Selected extract:
# # # # # # #

This template solves those problems by design: nine fields, an explicit process grade, pre-trade state as a drop-down, and a three-cadence review built into the structure.

The nine essential fields

These are the fields that article 4.2 argues every honest journal needs. The Excel template enforces them; the PDF prints space for them.

FIELD 1

Date / Time / Symbol

Basic identifier.

FIELD 2

Setup

Which of YOUR defined setups was this? If you can’t name it, the trade was discretionary — flag it.

FIELD 3

Planned entry / stop / target / size

What you decided BEFORE entry. Filled at execution, not reconstructed.

FIELD 4

Actual entry / exit / size

What really happened. Any deviation from the plan is a data point.

FIELD 5

Process Grade (A/B/C/D)

Did you follow your plan? A = textbook execution. D = you broke your own rules. Outcome does NOT enter this grade.

FIELD 6

Pre-trade State

One word: Calm, Focused, Confident, Bored, Anxious, Chasing, Tilted, Tired, FOMO, Revenge.

FIELD 7

Deviation reason

If actual differed from planned, why? Honesty here is the whole game.

FIELD 8

Result in R-multiples

Not cash. R-multiples are neutral; cash recruits loss aversion. Track in R.

FIELD 9

One sentence: what did I learn?

# # # # # # #

Explore the material:
a - According to the trading journal template text, what does a Process Grade of D mean?
b - Name every design feature that the trading journal template text says solves those problems.
The rows play no part in this.

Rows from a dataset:

# # # # # # #

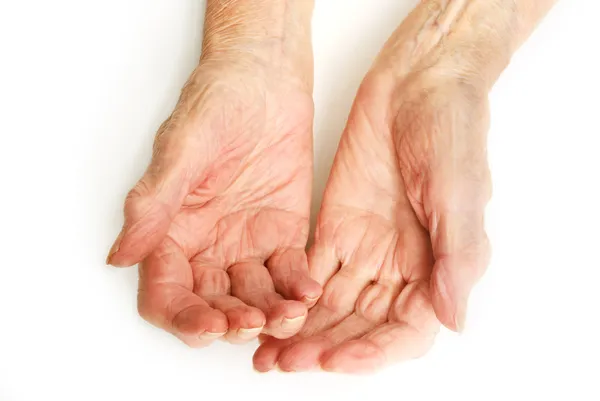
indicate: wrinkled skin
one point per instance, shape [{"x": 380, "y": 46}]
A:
[
  {"x": 221, "y": 217},
  {"x": 400, "y": 238}
]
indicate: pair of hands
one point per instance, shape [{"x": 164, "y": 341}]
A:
[{"x": 220, "y": 220}]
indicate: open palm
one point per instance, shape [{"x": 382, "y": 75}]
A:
[
  {"x": 387, "y": 247},
  {"x": 220, "y": 219}
]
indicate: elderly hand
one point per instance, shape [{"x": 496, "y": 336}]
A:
[{"x": 220, "y": 219}]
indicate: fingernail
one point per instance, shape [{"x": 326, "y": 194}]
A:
[
  {"x": 115, "y": 248},
  {"x": 309, "y": 300},
  {"x": 248, "y": 334},
  {"x": 293, "y": 324},
  {"x": 207, "y": 335},
  {"x": 460, "y": 317}
]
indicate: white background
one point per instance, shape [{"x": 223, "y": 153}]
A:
[{"x": 83, "y": 87}]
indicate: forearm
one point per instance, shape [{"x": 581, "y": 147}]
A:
[
  {"x": 271, "y": 33},
  {"x": 472, "y": 39}
]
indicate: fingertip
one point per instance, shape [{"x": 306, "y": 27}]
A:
[
  {"x": 449, "y": 306},
  {"x": 266, "y": 356},
  {"x": 309, "y": 292},
  {"x": 286, "y": 318},
  {"x": 304, "y": 355},
  {"x": 198, "y": 320},
  {"x": 354, "y": 357}
]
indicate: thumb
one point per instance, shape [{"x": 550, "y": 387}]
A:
[
  {"x": 461, "y": 250},
  {"x": 149, "y": 210}
]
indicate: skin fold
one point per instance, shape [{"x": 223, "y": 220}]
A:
[
  {"x": 400, "y": 238},
  {"x": 219, "y": 221}
]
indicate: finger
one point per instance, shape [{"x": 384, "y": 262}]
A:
[
  {"x": 391, "y": 342},
  {"x": 212, "y": 284},
  {"x": 245, "y": 322},
  {"x": 266, "y": 356},
  {"x": 154, "y": 201},
  {"x": 319, "y": 319},
  {"x": 289, "y": 272},
  {"x": 306, "y": 354},
  {"x": 166, "y": 300},
  {"x": 322, "y": 262},
  {"x": 252, "y": 284},
  {"x": 462, "y": 251},
  {"x": 409, "y": 333}
]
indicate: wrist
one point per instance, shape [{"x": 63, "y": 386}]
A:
[
  {"x": 268, "y": 36},
  {"x": 470, "y": 40}
]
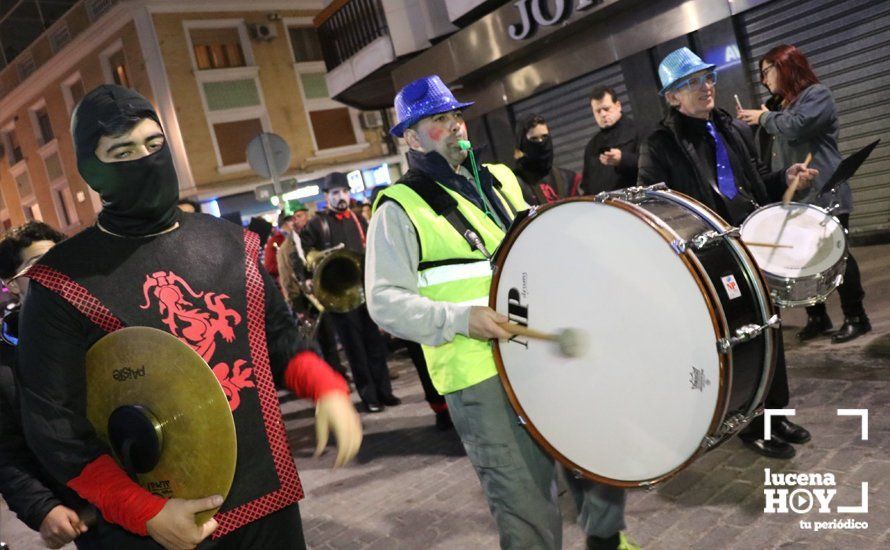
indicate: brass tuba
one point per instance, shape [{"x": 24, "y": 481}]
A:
[{"x": 338, "y": 281}]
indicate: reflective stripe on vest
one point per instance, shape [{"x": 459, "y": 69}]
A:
[{"x": 464, "y": 361}]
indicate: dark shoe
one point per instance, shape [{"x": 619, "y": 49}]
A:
[
  {"x": 390, "y": 400},
  {"x": 774, "y": 448},
  {"x": 853, "y": 327},
  {"x": 817, "y": 325},
  {"x": 789, "y": 431},
  {"x": 443, "y": 421},
  {"x": 373, "y": 407}
]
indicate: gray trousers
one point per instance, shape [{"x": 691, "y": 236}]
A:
[{"x": 519, "y": 479}]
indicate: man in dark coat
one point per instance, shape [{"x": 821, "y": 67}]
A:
[
  {"x": 361, "y": 338},
  {"x": 703, "y": 152},
  {"x": 42, "y": 504},
  {"x": 610, "y": 158},
  {"x": 541, "y": 182}
]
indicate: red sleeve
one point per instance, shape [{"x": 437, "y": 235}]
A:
[
  {"x": 308, "y": 375},
  {"x": 119, "y": 498},
  {"x": 270, "y": 254},
  {"x": 576, "y": 184}
]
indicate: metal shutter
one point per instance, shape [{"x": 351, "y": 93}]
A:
[
  {"x": 848, "y": 44},
  {"x": 567, "y": 111}
]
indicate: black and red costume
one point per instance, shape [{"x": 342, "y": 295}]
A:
[{"x": 201, "y": 281}]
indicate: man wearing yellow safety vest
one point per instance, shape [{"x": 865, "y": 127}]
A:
[{"x": 427, "y": 279}]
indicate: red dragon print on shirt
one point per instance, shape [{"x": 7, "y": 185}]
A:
[{"x": 198, "y": 326}]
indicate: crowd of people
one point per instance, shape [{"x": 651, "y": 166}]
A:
[{"x": 151, "y": 256}]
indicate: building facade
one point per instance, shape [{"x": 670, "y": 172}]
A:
[{"x": 219, "y": 73}]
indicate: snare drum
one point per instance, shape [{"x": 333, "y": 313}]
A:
[
  {"x": 810, "y": 255},
  {"x": 679, "y": 328}
]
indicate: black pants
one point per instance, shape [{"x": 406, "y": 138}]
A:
[
  {"x": 777, "y": 395},
  {"x": 366, "y": 351},
  {"x": 430, "y": 393},
  {"x": 850, "y": 291},
  {"x": 281, "y": 530},
  {"x": 327, "y": 339}
]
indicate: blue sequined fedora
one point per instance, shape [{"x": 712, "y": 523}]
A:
[
  {"x": 424, "y": 97},
  {"x": 678, "y": 65}
]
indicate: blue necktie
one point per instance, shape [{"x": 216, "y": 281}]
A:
[{"x": 725, "y": 179}]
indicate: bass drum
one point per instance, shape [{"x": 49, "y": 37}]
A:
[{"x": 679, "y": 331}]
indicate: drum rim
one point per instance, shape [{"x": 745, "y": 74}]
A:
[
  {"x": 769, "y": 308},
  {"x": 719, "y": 325}
]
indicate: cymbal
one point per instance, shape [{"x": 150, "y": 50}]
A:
[{"x": 160, "y": 408}]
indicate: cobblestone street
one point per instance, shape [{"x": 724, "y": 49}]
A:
[{"x": 412, "y": 486}]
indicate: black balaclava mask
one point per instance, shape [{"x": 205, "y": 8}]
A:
[
  {"x": 139, "y": 196},
  {"x": 537, "y": 157}
]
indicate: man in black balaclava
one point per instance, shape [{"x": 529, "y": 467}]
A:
[
  {"x": 541, "y": 181},
  {"x": 145, "y": 263}
]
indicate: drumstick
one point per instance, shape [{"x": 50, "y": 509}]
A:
[
  {"x": 768, "y": 245},
  {"x": 571, "y": 342},
  {"x": 789, "y": 193}
]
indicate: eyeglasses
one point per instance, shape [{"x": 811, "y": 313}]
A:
[{"x": 698, "y": 82}]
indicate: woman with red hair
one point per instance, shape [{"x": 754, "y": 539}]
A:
[{"x": 806, "y": 122}]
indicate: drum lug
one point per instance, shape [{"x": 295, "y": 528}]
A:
[
  {"x": 679, "y": 246},
  {"x": 745, "y": 333},
  {"x": 708, "y": 238}
]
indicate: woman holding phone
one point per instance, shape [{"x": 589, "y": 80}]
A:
[{"x": 806, "y": 122}]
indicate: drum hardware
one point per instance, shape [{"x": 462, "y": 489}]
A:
[
  {"x": 768, "y": 245},
  {"x": 474, "y": 240},
  {"x": 745, "y": 333},
  {"x": 729, "y": 426},
  {"x": 571, "y": 342},
  {"x": 703, "y": 240},
  {"x": 829, "y": 210}
]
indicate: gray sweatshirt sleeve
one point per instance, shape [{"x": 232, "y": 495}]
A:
[
  {"x": 394, "y": 302},
  {"x": 811, "y": 114}
]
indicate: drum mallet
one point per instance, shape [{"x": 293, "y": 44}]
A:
[
  {"x": 572, "y": 342},
  {"x": 789, "y": 193}
]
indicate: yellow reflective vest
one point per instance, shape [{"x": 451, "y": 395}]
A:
[{"x": 450, "y": 271}]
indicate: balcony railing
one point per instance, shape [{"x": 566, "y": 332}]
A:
[{"x": 347, "y": 26}]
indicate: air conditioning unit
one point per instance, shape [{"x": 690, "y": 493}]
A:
[
  {"x": 371, "y": 119},
  {"x": 262, "y": 31}
]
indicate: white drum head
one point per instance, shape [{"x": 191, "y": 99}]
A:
[
  {"x": 636, "y": 405},
  {"x": 811, "y": 240}
]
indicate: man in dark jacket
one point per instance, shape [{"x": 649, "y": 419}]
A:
[
  {"x": 610, "y": 158},
  {"x": 541, "y": 182},
  {"x": 360, "y": 336},
  {"x": 705, "y": 153},
  {"x": 30, "y": 492}
]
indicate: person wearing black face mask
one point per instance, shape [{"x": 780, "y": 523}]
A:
[
  {"x": 541, "y": 181},
  {"x": 145, "y": 263}
]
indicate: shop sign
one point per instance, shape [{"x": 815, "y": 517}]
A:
[{"x": 540, "y": 13}]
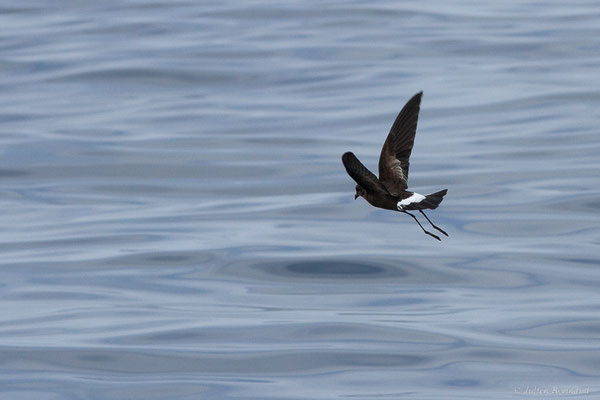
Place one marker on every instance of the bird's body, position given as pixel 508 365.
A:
pixel 389 191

# # # # # # #

Answers by task:
a - It means you broke your own rules.

b - Nine fields; an explicit process grade; pre-trade state as a drop-down; a three-cadence review built into the structure.